** Opening Records block **

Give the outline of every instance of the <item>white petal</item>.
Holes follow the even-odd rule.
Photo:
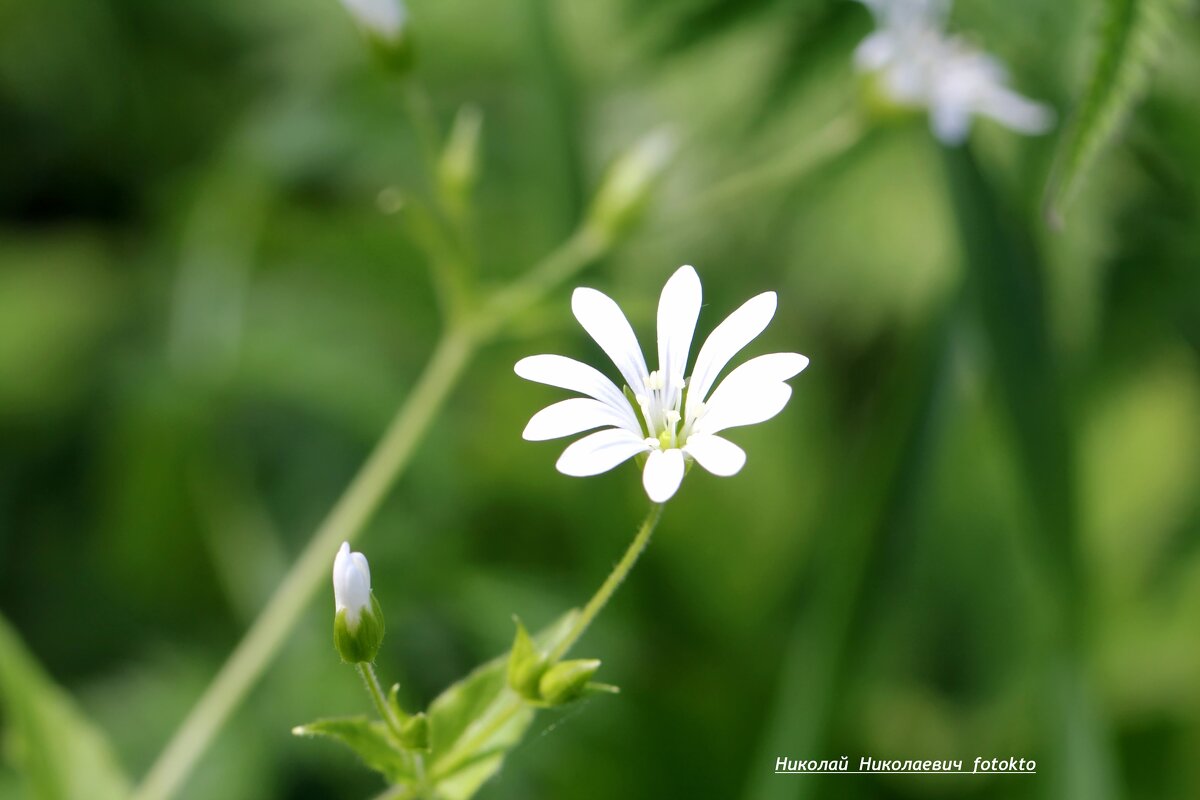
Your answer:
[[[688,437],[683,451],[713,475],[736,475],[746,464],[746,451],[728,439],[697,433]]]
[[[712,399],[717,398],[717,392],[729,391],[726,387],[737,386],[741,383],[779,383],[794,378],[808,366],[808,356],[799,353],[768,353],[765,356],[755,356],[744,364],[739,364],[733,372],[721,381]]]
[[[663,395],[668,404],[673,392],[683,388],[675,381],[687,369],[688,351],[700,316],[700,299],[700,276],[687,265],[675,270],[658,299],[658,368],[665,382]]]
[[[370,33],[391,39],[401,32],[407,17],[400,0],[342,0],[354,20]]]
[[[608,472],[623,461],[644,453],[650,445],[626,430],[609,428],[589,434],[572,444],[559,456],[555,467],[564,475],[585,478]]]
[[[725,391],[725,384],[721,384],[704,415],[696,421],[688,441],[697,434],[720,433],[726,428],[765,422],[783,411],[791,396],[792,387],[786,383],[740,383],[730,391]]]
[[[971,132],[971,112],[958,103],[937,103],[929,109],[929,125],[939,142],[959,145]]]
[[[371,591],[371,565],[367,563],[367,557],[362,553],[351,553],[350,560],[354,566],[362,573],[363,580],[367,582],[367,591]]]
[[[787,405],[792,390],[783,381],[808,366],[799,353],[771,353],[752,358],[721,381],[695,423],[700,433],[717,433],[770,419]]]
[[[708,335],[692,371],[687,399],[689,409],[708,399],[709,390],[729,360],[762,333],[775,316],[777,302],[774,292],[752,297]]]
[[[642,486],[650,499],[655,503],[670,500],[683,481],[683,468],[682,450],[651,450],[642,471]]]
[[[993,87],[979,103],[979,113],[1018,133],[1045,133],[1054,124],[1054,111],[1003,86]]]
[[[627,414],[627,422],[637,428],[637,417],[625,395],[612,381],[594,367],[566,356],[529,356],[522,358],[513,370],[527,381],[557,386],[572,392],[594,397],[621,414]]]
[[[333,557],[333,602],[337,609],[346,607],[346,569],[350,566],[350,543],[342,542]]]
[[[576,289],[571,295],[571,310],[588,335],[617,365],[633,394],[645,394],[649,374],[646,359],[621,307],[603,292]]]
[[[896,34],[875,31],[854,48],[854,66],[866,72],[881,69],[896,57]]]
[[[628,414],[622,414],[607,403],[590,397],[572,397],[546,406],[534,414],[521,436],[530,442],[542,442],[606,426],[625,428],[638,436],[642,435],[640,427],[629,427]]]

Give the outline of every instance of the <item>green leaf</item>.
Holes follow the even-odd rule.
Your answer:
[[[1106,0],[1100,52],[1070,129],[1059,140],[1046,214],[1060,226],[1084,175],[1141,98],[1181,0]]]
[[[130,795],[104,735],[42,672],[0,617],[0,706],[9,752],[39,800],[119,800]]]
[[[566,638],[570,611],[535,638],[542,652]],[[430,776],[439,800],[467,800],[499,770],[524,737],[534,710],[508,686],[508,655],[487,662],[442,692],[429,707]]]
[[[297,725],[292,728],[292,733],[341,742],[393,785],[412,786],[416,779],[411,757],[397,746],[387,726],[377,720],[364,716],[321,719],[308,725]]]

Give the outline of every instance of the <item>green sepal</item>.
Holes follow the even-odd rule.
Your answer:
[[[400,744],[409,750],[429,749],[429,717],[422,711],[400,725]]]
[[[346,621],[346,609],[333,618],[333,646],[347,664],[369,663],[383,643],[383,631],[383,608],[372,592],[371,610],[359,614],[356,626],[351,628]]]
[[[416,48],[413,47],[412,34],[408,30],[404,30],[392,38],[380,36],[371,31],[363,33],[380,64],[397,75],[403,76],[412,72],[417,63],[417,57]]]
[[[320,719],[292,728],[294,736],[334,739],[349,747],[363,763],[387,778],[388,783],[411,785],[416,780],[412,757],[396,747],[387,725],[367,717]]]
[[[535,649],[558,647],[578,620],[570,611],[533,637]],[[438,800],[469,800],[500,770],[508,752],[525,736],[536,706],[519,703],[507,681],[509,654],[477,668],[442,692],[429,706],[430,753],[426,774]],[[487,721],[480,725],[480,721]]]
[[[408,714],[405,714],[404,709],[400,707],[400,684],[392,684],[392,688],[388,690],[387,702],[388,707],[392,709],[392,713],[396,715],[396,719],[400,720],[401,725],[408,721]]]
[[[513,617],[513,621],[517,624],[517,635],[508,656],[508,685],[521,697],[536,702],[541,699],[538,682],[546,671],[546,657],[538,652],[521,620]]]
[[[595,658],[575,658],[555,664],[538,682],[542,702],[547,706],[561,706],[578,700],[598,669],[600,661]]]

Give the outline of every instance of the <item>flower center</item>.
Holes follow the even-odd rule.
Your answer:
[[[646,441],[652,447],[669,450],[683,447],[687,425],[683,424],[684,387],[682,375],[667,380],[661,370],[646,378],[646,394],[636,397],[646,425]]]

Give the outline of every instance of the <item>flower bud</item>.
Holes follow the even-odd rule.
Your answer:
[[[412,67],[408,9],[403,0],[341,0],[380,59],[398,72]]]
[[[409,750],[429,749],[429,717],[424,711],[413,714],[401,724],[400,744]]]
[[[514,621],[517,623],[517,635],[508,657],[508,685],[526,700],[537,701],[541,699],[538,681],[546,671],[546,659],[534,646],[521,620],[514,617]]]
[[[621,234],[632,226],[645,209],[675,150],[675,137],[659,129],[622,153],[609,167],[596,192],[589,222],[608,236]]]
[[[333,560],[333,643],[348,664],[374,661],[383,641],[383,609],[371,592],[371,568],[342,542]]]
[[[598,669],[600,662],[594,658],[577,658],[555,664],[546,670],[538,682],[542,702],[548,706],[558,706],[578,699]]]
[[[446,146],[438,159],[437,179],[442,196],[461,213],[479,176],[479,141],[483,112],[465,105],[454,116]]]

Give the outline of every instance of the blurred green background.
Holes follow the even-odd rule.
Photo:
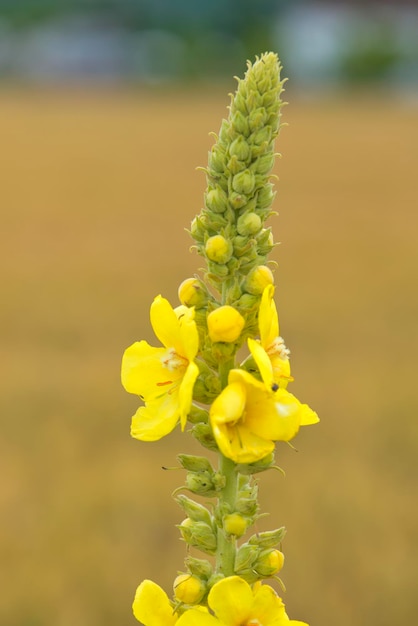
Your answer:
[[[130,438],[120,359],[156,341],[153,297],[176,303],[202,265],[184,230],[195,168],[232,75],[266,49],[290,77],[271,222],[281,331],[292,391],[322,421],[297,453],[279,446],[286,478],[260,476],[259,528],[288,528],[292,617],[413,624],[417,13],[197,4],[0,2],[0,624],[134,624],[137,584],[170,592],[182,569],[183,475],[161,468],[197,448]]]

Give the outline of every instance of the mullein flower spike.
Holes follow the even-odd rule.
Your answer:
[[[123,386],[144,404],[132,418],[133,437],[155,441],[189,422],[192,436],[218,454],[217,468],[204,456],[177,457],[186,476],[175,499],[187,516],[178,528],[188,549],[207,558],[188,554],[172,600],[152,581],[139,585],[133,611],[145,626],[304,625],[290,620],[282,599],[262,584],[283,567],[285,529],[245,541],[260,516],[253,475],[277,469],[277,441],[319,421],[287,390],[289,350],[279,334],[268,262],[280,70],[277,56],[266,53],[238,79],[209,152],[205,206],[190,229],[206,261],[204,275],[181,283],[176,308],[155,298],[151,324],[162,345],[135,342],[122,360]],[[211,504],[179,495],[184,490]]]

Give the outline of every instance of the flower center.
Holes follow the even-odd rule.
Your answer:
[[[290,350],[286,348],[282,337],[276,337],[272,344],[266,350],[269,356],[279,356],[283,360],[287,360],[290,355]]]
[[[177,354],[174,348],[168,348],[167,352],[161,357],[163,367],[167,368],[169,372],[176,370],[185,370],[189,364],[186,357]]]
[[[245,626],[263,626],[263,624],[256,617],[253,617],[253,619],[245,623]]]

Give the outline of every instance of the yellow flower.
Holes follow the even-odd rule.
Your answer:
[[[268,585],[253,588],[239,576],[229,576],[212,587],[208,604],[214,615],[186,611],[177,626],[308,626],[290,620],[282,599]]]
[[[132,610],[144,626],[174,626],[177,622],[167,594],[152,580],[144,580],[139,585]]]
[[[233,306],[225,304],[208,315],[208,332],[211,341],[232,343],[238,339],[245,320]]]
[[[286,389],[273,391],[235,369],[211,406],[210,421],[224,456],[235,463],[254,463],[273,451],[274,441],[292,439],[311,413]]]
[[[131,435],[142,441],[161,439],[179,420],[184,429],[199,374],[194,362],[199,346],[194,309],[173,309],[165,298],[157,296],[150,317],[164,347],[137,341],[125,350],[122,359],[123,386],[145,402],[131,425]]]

** Closing Records block **

_Goal of the exercise_:
What lines in the material include the string "flower"? Pull each one out.

_Exercise response_:
Give the outline of every instance of the <item>flower center</item>.
Give the outline of every instance of the <item>flower bud</item>.
Give the outline of every instance of the mullein flower spike.
Give the outline of every instance of the flower center.
Give the outline of every instance of the yellow flower.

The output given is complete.